| SOURCE DATA |
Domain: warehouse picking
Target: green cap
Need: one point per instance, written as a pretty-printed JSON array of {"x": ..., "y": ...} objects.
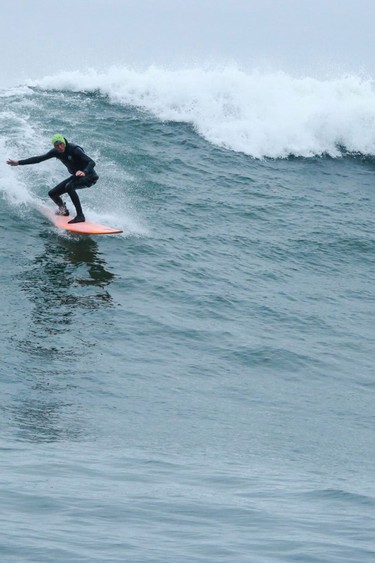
[{"x": 58, "y": 139}]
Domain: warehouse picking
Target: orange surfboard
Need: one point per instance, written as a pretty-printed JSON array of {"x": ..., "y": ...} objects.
[{"x": 86, "y": 228}]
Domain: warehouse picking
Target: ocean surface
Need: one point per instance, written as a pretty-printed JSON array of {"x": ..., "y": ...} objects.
[{"x": 199, "y": 389}]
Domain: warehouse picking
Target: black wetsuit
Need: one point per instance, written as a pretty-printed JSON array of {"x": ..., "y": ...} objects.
[{"x": 74, "y": 158}]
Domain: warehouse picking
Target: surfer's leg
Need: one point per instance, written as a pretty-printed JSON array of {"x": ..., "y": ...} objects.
[{"x": 78, "y": 183}]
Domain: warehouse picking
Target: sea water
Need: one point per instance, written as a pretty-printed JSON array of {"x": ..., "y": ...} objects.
[{"x": 201, "y": 387}]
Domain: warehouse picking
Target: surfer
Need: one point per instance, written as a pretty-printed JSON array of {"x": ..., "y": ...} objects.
[{"x": 80, "y": 166}]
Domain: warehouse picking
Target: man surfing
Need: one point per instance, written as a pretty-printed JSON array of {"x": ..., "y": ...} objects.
[{"x": 80, "y": 166}]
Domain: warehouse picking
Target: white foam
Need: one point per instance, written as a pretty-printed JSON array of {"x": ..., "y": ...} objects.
[{"x": 260, "y": 114}]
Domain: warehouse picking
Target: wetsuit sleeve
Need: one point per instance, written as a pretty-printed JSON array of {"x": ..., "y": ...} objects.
[
  {"x": 36, "y": 159},
  {"x": 89, "y": 162}
]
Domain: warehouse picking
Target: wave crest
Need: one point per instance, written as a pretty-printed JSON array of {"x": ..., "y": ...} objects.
[{"x": 260, "y": 114}]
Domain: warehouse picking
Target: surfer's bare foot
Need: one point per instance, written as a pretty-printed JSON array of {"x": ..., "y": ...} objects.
[{"x": 78, "y": 219}]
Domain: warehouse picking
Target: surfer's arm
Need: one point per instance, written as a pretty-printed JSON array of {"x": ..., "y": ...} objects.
[{"x": 37, "y": 159}]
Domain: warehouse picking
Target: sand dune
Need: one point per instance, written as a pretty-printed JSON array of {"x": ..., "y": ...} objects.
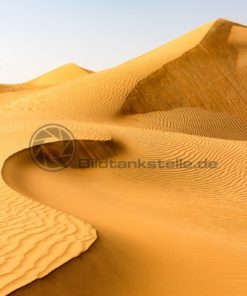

| BRIEF |
Return every line of the material above that contains the word "wetsuit".

| THE ANSWER |
Target: black wetsuit
Target: wetsuit sleeve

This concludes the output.